_EXTRAIT DE PAGE_:
Marquage des chars du 1er cuirs et du 2e escadron
fin 1944
Dernier
chapitre : Notes personnelles et conclusion
ATTAQUE DES VILLES EN ALLEMAGNE
Je voudrais encore dire quelques mots sur ces diverses attaques que
nous avons effectuées dans plusieurs grandes villes du pays de Bade et du Wurtemberg. Le
plus souvent, aux abords de ces villes, nous étions arrêtés par des abattis nombreux et
de tous genres.
La plupart des sections ennemies se battaient avec une énergie
farouche, nous donnant le plus souvent du fil à retordre. Il fallait, à chaque fois,
faire le forcing pour s'ouvrir un chemin parmi les rues transversales, nettoyer les nids
de résistance formés par des positions fortement tenues. La plupart des voies étaient
barrées par de petits blockhaus aménagés en profondeur. De nombreuses maisons étaient
murées et les fenêtres transformées en meurtrières avec des sacs de sable. Tous les
balcons étaient des nids de mitrailleuses et sur chaque toit des tireurs d'élite
étaient postés. D'autres soldats défendaient les différentes caves avec des grenades.
Pour notre infanterie, chaque porte était une tentation, une envie de
pénétrer afin de débusquer l'ennemi mais il fallait se méfier des mines antipersonnel
qui explosaient au moindre contact d'un fil invisible relié à une décharge meurtrière.
Nos blindés étaient le plus souvent à
l'avant-garde et frappaient les premiers coups sur les objectifs désignés; puis
linfanterie faisait le reste, à savoir nettoyer maison par maison, rue par rue,
déblayer le terrain pour que les unités arrivant derrière puissent continuer leur
progression sans surprise. Toutes forces réunies, sections d'assauts, blindés, nous nous
battions en synergie totale. Lorsque un peloton de chars arrivait sur son objectif et
avait conquis une partie de la ville, dautres par derrière arrivaient, nous
dépassaient, tandis que les sections d'infanterie visitaient les immeubles des caves
jusquaux greniers. Nous étions rassurés lorsque les sections de légionnaires
passaient : il ne restait personne derrière eux qui soit en mesure de jeter soit une
grenade, soit de se servir d'une mitraillette
Il y avait bien des fanatiques, des désespérés qui préféraient
mourir pour leur Führer, plutôt que de se rendre. Nous avons eu des chars bazookés
alors que nous étions persuadés de n'avoir rien laissé derrière nous. La plupart de
ces hommes étaient planqués dans les égouts et attendaient que nous soyons passés pour
nous tirer par derrière.

_LIGNES ENREGISTRÉES_:

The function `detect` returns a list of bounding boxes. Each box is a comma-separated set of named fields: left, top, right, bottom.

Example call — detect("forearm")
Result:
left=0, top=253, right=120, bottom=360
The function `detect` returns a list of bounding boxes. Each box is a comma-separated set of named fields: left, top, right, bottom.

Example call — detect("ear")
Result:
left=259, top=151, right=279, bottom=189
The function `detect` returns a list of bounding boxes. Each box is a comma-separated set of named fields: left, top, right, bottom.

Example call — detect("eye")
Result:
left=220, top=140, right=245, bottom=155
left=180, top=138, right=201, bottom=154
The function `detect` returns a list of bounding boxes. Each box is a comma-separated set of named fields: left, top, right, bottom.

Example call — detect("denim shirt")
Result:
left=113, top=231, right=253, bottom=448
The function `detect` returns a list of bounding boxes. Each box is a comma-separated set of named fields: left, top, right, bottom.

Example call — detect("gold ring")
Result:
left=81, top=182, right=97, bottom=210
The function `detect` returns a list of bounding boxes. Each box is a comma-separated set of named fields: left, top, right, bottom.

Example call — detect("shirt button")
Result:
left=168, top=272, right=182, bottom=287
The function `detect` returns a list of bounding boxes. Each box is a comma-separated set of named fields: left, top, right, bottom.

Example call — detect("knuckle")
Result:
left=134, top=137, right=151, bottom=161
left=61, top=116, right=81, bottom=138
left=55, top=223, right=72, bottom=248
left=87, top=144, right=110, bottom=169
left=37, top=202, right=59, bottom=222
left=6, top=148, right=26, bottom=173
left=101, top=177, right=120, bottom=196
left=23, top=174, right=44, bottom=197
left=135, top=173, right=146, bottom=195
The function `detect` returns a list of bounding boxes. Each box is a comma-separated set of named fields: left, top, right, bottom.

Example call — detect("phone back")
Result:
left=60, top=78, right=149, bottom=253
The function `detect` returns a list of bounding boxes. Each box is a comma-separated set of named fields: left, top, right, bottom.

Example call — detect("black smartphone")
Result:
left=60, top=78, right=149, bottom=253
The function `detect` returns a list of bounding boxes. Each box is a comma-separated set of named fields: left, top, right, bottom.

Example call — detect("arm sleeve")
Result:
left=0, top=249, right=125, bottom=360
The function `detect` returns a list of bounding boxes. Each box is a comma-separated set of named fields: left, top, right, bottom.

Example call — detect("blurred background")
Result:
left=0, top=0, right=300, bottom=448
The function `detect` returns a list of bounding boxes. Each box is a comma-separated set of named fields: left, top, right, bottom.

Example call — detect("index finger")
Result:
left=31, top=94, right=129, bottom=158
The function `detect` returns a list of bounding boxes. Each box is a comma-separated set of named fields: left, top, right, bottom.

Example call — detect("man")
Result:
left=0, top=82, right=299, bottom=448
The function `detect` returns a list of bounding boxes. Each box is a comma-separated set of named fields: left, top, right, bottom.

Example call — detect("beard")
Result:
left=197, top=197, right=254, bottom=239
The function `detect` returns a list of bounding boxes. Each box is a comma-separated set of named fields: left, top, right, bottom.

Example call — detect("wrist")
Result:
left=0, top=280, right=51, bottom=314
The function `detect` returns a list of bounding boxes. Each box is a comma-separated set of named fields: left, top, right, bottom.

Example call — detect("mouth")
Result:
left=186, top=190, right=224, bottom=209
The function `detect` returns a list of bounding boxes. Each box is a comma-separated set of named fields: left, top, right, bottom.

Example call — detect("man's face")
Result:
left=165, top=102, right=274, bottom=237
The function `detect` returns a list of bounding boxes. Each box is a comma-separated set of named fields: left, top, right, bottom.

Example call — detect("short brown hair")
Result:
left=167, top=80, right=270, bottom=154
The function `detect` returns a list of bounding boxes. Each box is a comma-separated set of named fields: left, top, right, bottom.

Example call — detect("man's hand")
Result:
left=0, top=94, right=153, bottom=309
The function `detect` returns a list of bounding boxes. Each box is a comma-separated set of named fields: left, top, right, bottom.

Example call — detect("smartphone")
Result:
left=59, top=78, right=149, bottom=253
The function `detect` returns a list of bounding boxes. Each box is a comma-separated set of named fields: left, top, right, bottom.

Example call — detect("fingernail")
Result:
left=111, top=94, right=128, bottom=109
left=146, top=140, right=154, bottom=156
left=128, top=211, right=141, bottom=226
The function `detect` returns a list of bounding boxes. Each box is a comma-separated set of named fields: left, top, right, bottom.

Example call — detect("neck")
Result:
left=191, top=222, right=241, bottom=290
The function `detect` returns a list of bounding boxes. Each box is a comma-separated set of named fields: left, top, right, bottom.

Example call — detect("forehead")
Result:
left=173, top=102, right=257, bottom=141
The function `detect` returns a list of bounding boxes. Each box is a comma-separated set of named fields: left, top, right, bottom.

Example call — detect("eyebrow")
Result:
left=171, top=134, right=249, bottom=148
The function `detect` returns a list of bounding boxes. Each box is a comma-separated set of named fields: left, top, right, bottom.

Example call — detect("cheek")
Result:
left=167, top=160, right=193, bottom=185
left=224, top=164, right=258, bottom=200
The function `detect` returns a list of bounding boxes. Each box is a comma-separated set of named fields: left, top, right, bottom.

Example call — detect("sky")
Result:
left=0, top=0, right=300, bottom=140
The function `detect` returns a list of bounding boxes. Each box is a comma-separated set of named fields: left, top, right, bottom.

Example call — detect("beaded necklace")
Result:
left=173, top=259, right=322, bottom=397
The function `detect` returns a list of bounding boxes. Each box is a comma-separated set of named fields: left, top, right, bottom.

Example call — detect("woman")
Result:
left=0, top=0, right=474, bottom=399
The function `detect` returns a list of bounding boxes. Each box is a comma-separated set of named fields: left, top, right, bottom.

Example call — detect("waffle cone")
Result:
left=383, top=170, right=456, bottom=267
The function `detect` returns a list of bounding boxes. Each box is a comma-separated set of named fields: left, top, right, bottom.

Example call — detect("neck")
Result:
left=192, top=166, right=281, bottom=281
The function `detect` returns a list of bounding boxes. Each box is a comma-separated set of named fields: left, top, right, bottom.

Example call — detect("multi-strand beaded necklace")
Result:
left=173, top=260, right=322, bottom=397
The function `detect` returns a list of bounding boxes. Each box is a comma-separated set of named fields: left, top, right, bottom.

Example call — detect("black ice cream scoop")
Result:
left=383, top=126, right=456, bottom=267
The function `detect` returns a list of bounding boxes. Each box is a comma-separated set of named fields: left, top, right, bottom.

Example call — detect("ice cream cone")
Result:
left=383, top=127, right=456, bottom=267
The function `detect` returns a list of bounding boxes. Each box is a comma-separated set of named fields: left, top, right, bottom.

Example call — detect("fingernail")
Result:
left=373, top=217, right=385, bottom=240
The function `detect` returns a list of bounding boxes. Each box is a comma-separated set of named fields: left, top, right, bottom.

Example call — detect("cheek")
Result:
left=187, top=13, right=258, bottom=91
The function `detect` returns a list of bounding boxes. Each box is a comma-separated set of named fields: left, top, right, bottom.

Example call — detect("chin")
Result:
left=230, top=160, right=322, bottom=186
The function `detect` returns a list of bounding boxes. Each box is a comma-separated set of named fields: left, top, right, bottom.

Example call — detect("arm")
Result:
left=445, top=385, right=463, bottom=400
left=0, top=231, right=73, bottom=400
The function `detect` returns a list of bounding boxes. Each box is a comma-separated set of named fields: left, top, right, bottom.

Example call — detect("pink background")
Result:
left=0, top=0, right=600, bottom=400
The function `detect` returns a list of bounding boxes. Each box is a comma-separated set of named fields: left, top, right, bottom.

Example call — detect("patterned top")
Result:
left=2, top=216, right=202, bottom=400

_VOTRE TÂCHE_:
Recopiez sans rien changer le passage de l'extrait sur l'attaque des villes en Allemagne qui va de « Marquage des chars » jusqu'à « de tous genres. ».

_RÉSULTAT OBTENU_:
Marquage des chars du 1er cuirs et du 2e escadron
fin 1944
Dernier
chapitre : Notes personnelles et conclusion
ATTAQUE DES VILLES EN ALLEMAGNE
Je voudrais encore dire quelques mots sur ces diverses attaques que
nous avons effectuées dans plusieurs grandes villes du pays de Bade et du Wurtemberg. Le
plus souvent, aux abords de ces villes, nous étions arrêtés par des abattis nombreux et
de tous genres.